● Extract provided:
** begin **
Government Plans for Reform to Tackle Strategic Lawsuits Against Public Participation ("SLAPPs") in England and Wales


On 20 July 2022 the Deputy Prime Minister, Dominic Raab, announced a package of measures designed to tackle the increased use of SLAPPs in the courts of England and Wales.

The package sets out high-level plans for (i) a new mechanism for the early dismissal of SLAPPs; and (ii) a new cost-capping regime to deter powerful actors from silencing critics through protracted and expensive litigation. The announcement follows a Call for Evidence issued in March 2022 which aimed to identify the emerging challenges and concerns presented by the purported appearance of SLAPP-related behaviours in the jurisdiction. The Call for Evidence was directed at all persons with an interest in SLAPPs including the legal profession, media, commercial organisations, and related interest groups.
** end **
[Dataset entries]
** begin **
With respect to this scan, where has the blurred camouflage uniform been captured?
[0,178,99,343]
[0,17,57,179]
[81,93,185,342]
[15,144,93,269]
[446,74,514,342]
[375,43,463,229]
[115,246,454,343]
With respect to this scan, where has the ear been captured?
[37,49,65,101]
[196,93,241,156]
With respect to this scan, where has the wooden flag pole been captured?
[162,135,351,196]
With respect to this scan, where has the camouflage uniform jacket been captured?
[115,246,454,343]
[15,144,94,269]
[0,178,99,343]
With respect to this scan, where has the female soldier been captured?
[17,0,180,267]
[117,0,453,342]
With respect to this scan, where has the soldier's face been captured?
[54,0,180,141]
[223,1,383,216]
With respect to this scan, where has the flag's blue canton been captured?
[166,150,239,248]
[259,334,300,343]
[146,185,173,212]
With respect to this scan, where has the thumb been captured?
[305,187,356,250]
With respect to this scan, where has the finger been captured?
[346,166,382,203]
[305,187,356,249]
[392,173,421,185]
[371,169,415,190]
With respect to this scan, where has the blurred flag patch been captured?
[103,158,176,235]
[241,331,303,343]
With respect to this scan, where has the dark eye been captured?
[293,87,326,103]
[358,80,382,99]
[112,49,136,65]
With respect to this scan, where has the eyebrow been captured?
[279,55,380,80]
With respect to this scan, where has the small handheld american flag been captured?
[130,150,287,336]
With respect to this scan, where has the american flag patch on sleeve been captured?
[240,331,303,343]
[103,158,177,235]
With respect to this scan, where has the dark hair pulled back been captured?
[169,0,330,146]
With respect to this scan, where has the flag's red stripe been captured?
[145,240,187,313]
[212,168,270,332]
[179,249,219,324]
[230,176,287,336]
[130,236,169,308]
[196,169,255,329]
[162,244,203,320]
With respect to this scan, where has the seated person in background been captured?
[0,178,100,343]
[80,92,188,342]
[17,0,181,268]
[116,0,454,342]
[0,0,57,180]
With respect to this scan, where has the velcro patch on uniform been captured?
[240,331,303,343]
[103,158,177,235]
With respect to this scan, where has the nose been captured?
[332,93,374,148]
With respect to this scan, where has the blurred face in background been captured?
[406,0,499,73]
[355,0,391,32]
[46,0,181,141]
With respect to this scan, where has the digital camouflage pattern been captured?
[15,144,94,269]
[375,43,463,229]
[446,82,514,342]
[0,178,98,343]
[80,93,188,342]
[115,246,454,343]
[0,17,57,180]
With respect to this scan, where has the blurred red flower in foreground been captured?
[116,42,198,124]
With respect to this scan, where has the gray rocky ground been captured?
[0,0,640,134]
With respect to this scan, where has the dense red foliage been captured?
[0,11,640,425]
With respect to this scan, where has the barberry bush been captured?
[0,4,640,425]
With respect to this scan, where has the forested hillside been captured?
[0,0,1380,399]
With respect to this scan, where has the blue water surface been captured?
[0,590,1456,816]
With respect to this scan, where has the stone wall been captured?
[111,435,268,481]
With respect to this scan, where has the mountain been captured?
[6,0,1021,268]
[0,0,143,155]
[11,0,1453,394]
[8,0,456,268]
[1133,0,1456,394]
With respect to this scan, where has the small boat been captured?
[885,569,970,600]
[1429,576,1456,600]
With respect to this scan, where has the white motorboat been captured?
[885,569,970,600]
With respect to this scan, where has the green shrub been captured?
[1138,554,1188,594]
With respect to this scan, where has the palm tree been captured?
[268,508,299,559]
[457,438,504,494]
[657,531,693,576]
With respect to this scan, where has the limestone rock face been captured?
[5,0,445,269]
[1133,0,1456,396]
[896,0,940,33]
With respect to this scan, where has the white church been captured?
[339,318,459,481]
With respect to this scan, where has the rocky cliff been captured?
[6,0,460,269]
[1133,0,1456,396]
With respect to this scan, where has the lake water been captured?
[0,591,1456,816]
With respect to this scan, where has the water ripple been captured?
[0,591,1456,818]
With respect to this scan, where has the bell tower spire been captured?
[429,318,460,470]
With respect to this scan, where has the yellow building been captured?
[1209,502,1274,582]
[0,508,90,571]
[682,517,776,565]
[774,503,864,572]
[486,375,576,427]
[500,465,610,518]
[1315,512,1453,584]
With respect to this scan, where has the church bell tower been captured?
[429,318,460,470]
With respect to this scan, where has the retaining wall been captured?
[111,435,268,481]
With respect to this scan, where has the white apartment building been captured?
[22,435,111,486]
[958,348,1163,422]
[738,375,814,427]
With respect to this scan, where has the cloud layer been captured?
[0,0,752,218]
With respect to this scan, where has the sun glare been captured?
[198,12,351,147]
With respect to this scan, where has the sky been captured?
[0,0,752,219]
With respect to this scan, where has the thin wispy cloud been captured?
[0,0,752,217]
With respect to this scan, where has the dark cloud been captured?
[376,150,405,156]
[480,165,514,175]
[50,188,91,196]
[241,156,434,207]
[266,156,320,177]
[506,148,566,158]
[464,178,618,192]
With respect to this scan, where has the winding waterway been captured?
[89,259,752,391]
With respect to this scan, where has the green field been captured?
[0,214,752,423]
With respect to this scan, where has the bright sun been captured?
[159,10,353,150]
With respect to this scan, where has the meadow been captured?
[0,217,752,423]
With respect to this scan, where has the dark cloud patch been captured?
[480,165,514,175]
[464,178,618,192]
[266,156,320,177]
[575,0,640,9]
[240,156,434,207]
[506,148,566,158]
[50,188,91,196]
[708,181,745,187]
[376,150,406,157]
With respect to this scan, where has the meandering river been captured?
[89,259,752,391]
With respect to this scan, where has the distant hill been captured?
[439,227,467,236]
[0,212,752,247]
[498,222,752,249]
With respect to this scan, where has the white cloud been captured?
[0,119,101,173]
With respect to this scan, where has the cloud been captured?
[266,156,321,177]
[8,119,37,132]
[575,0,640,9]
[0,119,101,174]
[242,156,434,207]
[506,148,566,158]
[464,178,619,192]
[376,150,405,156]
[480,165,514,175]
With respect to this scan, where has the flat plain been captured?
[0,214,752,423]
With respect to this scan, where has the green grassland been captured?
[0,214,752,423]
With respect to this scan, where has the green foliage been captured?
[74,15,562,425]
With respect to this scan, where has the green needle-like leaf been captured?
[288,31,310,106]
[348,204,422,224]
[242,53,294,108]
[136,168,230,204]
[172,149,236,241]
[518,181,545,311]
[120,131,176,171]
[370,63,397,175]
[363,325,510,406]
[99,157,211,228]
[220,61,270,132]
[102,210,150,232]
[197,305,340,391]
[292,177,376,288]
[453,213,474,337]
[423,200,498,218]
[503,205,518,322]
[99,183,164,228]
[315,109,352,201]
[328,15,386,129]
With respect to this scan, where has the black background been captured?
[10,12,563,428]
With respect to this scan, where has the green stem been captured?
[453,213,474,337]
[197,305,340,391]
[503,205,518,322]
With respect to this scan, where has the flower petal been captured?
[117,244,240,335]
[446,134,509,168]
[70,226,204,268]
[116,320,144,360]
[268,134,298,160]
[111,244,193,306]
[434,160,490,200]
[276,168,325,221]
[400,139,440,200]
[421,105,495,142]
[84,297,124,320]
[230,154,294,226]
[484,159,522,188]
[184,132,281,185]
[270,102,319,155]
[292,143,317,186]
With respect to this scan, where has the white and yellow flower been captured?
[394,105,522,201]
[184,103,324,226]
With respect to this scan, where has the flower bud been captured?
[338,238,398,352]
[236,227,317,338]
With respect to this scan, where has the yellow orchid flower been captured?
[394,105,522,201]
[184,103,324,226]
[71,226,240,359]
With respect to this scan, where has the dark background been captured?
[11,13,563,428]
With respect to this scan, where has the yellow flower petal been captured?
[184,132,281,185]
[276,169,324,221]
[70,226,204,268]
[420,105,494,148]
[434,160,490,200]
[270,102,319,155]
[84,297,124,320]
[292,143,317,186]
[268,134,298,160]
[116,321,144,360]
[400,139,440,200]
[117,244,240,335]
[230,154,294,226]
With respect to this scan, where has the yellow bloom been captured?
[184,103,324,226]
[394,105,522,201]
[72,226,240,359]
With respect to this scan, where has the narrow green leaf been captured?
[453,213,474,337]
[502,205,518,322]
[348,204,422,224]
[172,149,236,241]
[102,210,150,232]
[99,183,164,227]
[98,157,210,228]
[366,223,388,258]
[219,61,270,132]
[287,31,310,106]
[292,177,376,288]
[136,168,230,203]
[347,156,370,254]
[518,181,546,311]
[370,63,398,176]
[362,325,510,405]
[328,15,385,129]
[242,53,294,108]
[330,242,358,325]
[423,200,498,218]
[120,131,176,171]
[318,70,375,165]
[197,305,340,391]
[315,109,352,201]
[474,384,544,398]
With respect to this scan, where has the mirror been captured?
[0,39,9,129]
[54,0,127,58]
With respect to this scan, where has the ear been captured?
** end **
● Instruction A: Reproduce the passage of the SLAPP reform text above, from "Government Plans for" up to and including "related interest groups.".
● Instruction B: Render this sentence from the SLAPP reform text into Spanish: "On 20 July 2022 the Deputy Prime Minister, Dominic Raab, announced a package of measures designed to tackle the increased use of SLAPPs in the courts of England and Wales."

● Full solution A:
Government Plans for Reform to Tackle Strategic Lawsuits Against Public Participation ("SLAPPs") in England and Wales


On 20 July 2022 the Deputy Prime Minister, Dominic Raab, announced a package of measures designed to tackle the increased use of SLAPPs in the courts of England and Wales.

The package sets out high-level plans for (i) a new mechanism for the early dismissal of SLAPPs; and (ii) a new cost-capping regime to deter powerful actors from silencing critics through protracted and expensive litigation. The announcement follows a Call for Evidence issued in March 2022 which aimed to identify the emerging challenges and concerns presented by the purported appearance of SLAPP-related behaviours in the jurisdiction. The Call for Evidence was directed at all persons with an interest in SLAPPs including the legal profession, media, commercial organisations, and related interest groups.

● Full solution B: El 20 de julio de 2022, el Viceprimer Ministro, Dominic Raab, anunció un paquete de medidas destinadas a combatir el creciente uso de las SLAPP en los tribunales de Inglaterra y Gales.